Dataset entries
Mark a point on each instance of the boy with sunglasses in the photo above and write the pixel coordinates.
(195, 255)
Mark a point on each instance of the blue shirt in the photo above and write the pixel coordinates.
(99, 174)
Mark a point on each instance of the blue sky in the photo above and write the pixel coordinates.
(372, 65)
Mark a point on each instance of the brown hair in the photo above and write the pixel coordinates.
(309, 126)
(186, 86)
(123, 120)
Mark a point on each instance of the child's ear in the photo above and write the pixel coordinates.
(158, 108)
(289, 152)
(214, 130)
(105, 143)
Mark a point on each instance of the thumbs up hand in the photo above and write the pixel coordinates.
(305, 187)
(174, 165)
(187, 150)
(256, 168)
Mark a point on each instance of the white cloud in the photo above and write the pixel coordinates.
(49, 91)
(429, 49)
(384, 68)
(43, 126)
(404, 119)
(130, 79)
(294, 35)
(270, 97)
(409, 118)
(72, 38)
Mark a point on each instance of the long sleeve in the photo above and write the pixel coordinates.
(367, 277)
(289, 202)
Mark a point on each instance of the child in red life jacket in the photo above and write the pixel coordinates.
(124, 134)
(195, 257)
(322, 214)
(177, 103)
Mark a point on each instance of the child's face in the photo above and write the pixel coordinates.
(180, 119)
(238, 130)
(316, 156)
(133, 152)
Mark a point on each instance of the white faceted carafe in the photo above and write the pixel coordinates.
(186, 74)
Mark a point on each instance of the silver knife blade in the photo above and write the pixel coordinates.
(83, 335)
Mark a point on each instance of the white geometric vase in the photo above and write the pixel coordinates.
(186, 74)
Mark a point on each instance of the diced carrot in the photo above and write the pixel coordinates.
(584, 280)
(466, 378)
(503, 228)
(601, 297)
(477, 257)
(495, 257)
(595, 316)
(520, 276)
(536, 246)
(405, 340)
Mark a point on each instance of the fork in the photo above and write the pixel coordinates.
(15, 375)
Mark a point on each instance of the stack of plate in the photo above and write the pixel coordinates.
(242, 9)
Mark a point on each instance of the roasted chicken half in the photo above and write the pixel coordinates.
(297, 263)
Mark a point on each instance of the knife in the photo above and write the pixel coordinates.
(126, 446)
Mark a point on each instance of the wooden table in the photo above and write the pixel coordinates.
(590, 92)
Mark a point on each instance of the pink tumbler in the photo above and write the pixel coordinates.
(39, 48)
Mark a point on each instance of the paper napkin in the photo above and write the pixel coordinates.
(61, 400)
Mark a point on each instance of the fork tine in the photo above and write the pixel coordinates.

◆ Assignment ◆
Look above for the line that contains "Mark a point on each instance of the fork in". That line and every line after it through the end of the data must be written out exactly, with nothing else.

◆ Problem solution ◆
Mark a point on each instance of the fork in the photo above and write the pixel coordinates.
(15, 375)
Mark a point on each instance of the stack of plate in the photo above and write the pixel coordinates.
(242, 9)
Mark a point on each instance of the roasted chicken half in the photo above and write the pixel coordinates.
(297, 263)
Mark a point on each instance of the knife in the photo above and write the pixel coordinates.
(126, 446)
Mark a point on each instance of the wooden table in the photo above and write the pixel coordinates.
(590, 92)
Mark a point on each instance of the pink tumbler in the photo above and write the pixel coordinates.
(39, 48)
Mark a point on each instance of the paper napkin in the photo above and write the pixel coordinates.
(61, 400)
Mark a point on each instance of the fork tine in the photo above and write the pixel coordinates.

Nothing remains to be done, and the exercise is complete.